TASK OBJECTIVE: Repeat each of the entries below word for word, keeping every line as it appears. Leave the pictures out of your answer.

AVAILABLE DATA:
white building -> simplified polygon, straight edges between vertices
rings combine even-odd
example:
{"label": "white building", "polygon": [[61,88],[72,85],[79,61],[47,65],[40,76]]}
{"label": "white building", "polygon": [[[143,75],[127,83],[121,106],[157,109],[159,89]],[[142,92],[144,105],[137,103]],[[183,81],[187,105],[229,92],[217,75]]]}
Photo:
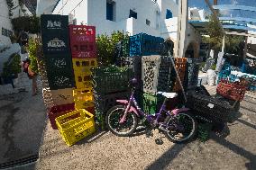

SOLVED PROBLEM:
white building -> simplified polygon, straight edges between vertices
rings combine even-odd
example:
{"label": "white building", "polygon": [[61,88],[72,85],[79,61],[47,65],[40,76]]}
{"label": "white building", "polygon": [[[143,75],[127,83],[121,106],[157,109],[159,89]],[[142,92],[144,105],[137,103]],[[183,81],[187,105],[229,92],[217,75]]]}
Photo:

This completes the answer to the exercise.